## TASK GOAL:
Transcribe only what runs from the line including "Where can the backpack" through the last line of the entries, exactly as it appears.

DATASET RECORDS Block Start

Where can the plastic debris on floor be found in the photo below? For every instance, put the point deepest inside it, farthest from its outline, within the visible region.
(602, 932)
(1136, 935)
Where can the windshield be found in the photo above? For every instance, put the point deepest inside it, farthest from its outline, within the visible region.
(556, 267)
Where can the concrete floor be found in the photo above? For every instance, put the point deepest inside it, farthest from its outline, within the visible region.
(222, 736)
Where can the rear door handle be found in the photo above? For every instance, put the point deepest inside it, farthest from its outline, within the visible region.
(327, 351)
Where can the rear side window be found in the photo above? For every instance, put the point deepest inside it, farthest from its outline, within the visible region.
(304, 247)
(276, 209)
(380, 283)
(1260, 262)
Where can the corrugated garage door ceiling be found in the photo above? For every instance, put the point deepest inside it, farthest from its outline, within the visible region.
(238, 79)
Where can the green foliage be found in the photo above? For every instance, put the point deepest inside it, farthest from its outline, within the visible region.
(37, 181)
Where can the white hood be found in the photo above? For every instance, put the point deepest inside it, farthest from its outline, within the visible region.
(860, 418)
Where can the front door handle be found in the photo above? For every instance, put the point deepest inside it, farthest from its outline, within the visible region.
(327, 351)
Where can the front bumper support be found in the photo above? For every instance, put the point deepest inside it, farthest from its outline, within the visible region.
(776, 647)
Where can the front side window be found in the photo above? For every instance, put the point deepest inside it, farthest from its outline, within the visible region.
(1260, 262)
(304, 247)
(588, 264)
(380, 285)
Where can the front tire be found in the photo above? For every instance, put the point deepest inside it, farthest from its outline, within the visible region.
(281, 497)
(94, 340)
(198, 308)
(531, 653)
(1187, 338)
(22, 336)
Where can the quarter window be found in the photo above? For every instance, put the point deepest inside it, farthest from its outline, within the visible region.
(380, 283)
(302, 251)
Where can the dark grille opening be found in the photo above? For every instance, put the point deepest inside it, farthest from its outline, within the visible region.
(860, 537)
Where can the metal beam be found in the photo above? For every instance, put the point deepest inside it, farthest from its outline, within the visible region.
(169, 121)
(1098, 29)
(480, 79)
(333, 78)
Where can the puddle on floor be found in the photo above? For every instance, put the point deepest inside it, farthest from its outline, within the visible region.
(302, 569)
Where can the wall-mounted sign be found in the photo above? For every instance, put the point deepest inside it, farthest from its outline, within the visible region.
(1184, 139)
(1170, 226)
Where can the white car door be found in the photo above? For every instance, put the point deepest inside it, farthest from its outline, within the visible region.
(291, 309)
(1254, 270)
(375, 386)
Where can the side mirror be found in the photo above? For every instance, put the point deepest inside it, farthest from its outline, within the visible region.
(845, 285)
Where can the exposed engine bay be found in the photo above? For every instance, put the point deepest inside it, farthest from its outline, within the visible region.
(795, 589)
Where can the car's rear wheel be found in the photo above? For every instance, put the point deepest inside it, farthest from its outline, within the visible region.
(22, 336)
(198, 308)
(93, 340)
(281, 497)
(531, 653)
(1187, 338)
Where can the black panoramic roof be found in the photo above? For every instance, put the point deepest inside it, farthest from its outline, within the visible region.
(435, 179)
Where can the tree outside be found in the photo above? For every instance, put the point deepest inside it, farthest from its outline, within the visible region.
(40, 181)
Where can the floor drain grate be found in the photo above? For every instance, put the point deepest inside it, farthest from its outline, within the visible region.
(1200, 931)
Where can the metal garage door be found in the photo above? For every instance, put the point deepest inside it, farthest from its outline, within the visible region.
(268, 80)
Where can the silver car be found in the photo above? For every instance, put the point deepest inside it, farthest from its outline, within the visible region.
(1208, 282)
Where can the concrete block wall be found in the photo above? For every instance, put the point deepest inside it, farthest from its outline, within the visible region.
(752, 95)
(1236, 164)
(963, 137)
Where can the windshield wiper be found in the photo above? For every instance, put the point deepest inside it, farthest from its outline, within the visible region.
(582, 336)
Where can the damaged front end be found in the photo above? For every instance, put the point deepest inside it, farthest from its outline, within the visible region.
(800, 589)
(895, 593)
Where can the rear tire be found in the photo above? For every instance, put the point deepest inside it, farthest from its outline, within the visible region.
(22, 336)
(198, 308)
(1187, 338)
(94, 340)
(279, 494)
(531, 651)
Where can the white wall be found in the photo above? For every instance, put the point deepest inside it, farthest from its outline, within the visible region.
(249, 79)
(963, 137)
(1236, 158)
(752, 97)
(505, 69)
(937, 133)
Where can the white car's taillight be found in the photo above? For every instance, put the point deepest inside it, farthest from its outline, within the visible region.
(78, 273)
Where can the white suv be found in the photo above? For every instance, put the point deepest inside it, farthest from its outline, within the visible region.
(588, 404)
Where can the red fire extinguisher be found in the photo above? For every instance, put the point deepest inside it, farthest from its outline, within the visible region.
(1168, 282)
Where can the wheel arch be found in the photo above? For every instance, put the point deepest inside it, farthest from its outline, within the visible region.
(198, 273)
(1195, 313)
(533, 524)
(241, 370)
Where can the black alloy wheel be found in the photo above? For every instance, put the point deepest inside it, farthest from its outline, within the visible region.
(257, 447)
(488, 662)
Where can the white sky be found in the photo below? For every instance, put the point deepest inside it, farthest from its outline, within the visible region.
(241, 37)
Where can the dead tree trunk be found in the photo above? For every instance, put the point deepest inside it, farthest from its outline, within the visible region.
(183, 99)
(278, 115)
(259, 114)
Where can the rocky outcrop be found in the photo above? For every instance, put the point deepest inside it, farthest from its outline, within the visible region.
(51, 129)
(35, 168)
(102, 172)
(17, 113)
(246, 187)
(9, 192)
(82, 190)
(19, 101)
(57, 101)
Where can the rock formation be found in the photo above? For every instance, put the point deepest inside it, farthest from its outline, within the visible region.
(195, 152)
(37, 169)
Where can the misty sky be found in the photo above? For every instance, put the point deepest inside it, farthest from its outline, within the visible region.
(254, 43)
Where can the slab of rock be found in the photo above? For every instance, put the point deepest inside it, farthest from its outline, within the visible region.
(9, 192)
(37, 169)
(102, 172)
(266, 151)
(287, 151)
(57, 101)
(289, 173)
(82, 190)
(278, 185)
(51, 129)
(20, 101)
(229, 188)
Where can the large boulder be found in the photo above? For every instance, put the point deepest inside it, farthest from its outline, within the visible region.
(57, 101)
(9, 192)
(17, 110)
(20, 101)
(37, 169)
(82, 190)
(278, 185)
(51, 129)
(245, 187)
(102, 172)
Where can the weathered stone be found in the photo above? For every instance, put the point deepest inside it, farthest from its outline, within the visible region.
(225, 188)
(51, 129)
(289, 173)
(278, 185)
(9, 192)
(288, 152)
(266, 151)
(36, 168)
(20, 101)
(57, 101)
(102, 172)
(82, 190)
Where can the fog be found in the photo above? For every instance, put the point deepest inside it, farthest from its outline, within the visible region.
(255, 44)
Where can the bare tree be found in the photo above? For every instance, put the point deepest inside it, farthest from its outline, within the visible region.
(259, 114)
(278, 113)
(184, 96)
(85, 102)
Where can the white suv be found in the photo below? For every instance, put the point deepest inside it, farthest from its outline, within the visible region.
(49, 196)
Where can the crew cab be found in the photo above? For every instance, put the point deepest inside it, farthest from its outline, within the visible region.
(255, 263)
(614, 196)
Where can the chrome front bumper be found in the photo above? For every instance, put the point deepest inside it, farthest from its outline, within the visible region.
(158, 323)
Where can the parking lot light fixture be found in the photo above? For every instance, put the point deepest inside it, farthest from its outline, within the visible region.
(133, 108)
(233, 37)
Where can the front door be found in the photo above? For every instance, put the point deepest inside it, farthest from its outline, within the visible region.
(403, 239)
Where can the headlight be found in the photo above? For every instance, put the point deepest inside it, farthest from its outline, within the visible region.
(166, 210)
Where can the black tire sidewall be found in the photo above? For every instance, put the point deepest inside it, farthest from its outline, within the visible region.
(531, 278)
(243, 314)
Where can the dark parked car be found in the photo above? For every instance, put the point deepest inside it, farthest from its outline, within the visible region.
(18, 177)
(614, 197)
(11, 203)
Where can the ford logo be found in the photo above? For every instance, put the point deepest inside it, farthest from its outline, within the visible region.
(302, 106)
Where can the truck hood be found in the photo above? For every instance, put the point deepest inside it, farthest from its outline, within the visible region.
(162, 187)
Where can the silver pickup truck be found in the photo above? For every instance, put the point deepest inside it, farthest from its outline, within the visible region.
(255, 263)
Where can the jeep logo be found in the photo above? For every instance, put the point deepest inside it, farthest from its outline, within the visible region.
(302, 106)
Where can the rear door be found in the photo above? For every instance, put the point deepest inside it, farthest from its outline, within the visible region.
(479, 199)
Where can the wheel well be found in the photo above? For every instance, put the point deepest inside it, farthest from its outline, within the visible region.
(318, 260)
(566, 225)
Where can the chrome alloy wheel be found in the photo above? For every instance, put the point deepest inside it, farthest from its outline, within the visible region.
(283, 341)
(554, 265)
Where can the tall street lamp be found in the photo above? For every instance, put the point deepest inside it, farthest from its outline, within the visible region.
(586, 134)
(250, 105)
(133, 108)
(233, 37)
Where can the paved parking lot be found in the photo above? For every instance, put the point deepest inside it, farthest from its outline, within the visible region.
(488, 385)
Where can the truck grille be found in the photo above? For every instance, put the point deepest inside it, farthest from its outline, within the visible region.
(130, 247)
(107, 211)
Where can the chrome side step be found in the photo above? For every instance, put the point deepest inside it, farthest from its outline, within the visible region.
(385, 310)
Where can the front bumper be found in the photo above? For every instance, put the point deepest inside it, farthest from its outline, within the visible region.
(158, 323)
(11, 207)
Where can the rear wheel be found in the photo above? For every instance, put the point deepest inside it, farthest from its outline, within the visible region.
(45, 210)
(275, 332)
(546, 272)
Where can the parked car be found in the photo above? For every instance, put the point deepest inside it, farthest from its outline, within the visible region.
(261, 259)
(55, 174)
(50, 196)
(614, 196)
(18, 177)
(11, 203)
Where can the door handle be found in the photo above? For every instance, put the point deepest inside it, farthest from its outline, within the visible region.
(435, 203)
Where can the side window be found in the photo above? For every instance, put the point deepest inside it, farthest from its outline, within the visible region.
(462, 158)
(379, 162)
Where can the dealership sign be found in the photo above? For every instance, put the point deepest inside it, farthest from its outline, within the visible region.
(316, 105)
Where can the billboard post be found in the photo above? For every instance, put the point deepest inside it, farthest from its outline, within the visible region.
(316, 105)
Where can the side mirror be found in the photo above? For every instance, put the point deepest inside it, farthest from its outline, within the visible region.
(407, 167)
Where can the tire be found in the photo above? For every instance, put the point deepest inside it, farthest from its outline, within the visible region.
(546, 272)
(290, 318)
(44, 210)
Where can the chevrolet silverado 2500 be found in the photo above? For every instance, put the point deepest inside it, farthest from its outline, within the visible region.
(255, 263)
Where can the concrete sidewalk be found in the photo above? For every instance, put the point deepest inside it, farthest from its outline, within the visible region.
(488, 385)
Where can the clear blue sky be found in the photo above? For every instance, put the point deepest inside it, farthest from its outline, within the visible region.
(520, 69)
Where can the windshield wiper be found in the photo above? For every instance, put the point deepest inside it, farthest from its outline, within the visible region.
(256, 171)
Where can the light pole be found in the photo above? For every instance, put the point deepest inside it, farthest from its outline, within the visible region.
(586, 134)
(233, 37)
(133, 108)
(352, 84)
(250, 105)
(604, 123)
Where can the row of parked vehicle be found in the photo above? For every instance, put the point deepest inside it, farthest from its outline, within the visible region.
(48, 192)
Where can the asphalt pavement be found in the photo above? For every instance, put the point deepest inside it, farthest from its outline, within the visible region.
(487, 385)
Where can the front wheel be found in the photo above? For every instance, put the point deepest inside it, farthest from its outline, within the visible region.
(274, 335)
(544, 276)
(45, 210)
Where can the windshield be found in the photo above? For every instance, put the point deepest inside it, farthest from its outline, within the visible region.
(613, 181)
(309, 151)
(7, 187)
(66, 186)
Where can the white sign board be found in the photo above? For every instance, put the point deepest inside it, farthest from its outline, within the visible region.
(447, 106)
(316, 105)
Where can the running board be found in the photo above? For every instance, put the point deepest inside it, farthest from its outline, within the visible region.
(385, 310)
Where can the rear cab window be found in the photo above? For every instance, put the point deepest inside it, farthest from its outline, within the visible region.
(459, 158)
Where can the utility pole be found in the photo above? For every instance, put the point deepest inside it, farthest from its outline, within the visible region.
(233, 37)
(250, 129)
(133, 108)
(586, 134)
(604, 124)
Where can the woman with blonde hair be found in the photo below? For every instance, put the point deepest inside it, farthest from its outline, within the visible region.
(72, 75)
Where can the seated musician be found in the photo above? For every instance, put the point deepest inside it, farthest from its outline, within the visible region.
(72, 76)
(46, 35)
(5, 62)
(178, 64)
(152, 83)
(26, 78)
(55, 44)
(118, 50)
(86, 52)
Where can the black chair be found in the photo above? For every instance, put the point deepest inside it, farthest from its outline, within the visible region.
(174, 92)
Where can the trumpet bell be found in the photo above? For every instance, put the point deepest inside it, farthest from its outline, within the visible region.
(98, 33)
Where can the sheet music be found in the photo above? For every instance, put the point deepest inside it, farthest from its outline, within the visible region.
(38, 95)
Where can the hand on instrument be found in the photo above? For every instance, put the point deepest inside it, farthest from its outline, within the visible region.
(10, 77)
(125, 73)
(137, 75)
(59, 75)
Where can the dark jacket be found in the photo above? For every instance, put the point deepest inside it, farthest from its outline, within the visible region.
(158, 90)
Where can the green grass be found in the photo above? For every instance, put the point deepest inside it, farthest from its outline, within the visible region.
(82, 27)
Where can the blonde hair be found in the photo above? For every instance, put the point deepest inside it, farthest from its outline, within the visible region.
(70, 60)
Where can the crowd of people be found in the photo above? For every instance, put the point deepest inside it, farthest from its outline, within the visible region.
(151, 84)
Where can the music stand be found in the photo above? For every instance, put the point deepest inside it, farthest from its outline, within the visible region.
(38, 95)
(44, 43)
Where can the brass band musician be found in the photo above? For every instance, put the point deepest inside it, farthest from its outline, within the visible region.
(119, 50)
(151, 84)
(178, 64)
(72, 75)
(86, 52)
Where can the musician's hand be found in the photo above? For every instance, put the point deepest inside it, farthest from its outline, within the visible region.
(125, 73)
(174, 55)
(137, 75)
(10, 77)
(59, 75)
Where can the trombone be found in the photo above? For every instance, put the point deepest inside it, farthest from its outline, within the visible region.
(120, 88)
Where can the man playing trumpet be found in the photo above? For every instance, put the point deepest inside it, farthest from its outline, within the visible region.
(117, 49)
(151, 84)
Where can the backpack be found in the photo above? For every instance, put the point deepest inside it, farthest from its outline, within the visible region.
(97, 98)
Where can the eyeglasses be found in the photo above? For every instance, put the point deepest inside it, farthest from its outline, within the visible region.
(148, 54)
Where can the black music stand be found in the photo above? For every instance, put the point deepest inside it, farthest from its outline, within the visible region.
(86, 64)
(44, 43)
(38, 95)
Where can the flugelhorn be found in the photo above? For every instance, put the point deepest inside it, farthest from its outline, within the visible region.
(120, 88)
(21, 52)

DATASET RECORDS Block End

## EXERCISE RESPONSE:
Where can the backpack be found in the photo above? For every instance, put the point deepest inside it, farthest from its outline, within the visible region.
(97, 98)
Where can the eyeglasses be found in the photo above? For every instance, put the point deepest inside it, farthest from its outline, within the visible region.
(148, 54)
Where can the black music stand be found in the photo above? For every instance, put the point deepest inside it, farthest from its outline, within the visible region.
(86, 64)
(44, 43)
(38, 95)
Where can the flugelhorn be found in the photo above? For every instance, put the point deepest inside it, farthest from its outline, within the visible region.
(120, 88)
(21, 52)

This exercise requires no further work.